Supplied data

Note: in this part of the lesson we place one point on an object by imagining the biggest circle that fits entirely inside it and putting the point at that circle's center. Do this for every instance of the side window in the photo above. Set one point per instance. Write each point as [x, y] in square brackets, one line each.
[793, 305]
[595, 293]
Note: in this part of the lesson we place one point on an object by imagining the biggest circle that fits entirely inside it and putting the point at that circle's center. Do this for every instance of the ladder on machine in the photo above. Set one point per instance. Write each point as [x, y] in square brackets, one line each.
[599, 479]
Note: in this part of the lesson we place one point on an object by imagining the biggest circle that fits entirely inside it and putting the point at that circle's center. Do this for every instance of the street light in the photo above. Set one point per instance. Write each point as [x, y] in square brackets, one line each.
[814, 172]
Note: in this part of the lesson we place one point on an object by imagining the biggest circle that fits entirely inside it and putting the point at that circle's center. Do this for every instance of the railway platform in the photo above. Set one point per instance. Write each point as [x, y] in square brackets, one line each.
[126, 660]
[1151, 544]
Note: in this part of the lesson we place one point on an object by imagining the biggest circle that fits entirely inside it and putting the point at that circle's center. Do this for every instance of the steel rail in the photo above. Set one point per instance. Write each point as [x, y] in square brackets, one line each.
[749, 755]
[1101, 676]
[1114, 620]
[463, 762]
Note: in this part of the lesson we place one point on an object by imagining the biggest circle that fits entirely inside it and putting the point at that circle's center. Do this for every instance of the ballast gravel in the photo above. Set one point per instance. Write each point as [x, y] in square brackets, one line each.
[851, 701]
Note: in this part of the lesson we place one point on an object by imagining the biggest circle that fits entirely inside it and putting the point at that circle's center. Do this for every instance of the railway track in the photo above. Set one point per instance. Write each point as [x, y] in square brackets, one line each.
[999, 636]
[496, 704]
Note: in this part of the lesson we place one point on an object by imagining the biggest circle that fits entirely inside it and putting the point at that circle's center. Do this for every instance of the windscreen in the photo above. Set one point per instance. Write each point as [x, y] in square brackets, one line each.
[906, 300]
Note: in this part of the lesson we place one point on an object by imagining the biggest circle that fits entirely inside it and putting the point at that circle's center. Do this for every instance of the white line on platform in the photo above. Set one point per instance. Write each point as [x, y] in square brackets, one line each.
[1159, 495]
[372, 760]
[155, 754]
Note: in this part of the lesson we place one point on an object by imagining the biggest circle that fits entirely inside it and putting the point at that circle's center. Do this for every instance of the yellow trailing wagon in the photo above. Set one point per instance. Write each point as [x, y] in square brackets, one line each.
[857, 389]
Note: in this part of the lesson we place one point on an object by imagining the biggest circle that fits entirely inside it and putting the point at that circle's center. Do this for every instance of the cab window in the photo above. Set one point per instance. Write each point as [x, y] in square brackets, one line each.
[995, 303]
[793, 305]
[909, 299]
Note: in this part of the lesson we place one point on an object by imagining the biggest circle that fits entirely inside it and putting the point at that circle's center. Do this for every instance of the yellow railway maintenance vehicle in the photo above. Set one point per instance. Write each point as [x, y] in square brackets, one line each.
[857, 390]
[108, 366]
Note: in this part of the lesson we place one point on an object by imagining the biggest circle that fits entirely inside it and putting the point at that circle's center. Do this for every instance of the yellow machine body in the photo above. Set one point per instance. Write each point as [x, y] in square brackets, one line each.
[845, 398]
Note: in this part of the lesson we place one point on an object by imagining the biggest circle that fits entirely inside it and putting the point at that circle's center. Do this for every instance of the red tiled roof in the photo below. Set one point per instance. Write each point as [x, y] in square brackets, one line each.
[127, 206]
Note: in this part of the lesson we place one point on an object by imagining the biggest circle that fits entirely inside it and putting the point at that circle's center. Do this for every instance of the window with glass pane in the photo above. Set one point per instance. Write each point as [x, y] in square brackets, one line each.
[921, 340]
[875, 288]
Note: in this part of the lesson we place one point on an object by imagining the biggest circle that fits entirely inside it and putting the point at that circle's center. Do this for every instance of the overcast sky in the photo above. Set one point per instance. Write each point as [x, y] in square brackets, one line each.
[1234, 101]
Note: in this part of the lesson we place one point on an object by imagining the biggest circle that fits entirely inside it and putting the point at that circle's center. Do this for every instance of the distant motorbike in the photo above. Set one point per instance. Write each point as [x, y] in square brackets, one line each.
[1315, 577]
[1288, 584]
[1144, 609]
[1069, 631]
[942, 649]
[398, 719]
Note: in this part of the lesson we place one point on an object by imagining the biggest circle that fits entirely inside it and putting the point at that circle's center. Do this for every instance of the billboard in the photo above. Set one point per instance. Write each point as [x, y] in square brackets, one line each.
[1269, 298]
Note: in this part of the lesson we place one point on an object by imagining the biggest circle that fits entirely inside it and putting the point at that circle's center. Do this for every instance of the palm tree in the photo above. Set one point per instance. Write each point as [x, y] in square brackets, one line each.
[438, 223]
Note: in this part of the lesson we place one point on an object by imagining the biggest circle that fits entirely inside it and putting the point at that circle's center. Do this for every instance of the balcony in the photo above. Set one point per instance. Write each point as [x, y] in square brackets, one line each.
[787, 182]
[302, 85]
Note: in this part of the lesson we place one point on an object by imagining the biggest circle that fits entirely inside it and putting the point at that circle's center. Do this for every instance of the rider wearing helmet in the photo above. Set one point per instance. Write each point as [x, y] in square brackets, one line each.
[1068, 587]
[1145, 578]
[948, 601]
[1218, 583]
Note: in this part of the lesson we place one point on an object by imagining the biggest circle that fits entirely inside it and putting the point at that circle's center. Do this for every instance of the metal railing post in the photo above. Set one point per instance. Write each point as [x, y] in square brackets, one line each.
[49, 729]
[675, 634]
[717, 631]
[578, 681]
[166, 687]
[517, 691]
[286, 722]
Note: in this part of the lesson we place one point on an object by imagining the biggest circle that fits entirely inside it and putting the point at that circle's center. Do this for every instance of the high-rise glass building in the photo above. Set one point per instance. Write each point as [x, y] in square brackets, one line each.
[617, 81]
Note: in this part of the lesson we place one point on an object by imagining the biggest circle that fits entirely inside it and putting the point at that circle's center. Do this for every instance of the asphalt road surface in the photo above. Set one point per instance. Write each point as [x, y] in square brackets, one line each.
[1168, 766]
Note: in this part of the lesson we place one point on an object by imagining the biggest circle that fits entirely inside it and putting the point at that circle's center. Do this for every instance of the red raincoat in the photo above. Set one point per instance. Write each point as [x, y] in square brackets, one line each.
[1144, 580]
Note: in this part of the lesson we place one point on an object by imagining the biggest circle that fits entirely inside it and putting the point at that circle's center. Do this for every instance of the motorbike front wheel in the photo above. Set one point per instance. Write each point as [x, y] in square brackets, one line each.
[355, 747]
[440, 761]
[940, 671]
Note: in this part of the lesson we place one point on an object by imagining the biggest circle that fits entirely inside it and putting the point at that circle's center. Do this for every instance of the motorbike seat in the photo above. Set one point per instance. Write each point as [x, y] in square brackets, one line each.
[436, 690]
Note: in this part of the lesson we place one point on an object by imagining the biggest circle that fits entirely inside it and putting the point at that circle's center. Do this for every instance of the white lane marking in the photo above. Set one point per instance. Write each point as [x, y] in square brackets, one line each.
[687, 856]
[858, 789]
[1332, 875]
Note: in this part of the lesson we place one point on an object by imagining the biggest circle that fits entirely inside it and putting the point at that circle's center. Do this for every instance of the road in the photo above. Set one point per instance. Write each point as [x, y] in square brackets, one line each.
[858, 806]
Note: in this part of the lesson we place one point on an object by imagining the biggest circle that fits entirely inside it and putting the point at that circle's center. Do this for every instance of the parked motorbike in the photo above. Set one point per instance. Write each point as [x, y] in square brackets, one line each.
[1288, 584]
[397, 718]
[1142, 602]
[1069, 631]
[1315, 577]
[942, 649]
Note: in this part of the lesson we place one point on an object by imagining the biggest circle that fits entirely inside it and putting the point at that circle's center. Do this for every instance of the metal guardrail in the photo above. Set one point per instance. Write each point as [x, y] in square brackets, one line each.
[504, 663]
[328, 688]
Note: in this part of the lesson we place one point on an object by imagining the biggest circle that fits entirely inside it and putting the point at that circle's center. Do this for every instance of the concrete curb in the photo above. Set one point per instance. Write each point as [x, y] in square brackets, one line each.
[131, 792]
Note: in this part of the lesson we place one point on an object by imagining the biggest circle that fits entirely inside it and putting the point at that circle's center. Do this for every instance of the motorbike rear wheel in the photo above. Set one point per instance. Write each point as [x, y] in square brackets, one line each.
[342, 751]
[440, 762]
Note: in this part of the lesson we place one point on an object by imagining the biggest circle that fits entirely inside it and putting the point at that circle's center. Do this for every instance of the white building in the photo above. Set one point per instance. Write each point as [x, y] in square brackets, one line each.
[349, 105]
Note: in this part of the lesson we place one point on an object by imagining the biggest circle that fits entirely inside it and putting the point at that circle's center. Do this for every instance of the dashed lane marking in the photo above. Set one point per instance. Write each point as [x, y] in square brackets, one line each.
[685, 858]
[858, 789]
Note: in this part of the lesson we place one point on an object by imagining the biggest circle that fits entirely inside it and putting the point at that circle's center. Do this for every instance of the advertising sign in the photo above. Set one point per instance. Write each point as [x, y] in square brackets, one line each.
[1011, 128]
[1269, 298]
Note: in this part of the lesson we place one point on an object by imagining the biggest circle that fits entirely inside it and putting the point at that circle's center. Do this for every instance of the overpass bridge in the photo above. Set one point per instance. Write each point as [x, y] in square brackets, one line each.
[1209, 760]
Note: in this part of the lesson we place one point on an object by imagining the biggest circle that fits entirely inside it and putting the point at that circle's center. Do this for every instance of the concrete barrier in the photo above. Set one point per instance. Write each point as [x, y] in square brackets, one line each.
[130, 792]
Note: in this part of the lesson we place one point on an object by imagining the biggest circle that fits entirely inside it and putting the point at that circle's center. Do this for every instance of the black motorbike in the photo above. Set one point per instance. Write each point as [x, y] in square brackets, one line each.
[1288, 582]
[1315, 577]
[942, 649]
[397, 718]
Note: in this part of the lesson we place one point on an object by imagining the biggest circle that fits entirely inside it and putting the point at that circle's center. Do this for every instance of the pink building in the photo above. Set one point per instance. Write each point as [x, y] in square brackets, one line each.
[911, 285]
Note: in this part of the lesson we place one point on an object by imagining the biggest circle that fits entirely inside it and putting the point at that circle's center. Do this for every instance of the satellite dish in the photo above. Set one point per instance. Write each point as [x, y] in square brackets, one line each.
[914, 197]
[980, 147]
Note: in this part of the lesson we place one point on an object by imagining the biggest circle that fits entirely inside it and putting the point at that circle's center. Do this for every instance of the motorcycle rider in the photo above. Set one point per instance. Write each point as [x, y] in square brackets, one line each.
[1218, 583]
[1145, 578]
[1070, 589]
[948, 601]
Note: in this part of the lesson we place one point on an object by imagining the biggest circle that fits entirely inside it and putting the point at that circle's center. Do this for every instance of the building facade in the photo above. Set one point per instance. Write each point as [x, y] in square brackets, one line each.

Task objective
Copy the material from its start through the line containing "[1151, 544]", changing "street light" to "lamp post" and leaving everything else as it is.

The reply
Note: in this part of the lesson we place one point on an object by imagining the biggest circle that fits entirely inside it and putting the point at that circle's center. Do this for every instance of the side window in the photo above. Set one point per instance. Write each point as [x, y] in square brackets, one line each.
[793, 305]
[595, 293]
Note: in this part of the lesson we place one point on an object by imagining the biggest circle that fits entirely inside it and putting the point at that circle's center. Do this for every instance of the ladder on machine in the photo above. Set one point per instance. Write each point as [x, y] in square brackets, one line each.
[599, 479]
Note: in this part of the lesson we place one point on an object by imagining the biggest circle that fits entirely inside it and putting the point at that circle's center. Do this for every instance of the lamp post in the photo above. Set one point per instance. Write each point as [x, y] in square brackets, one line each.
[814, 172]
Note: in this part of the lesson we place one point on an object by imagining the biggest circle that fits entirely inside it and putting the point at that circle's center. Do this for every instance of the railway platform in the photo above. Set one point per instance. Write each point as [x, y] in square brackets, one line each.
[126, 660]
[1151, 544]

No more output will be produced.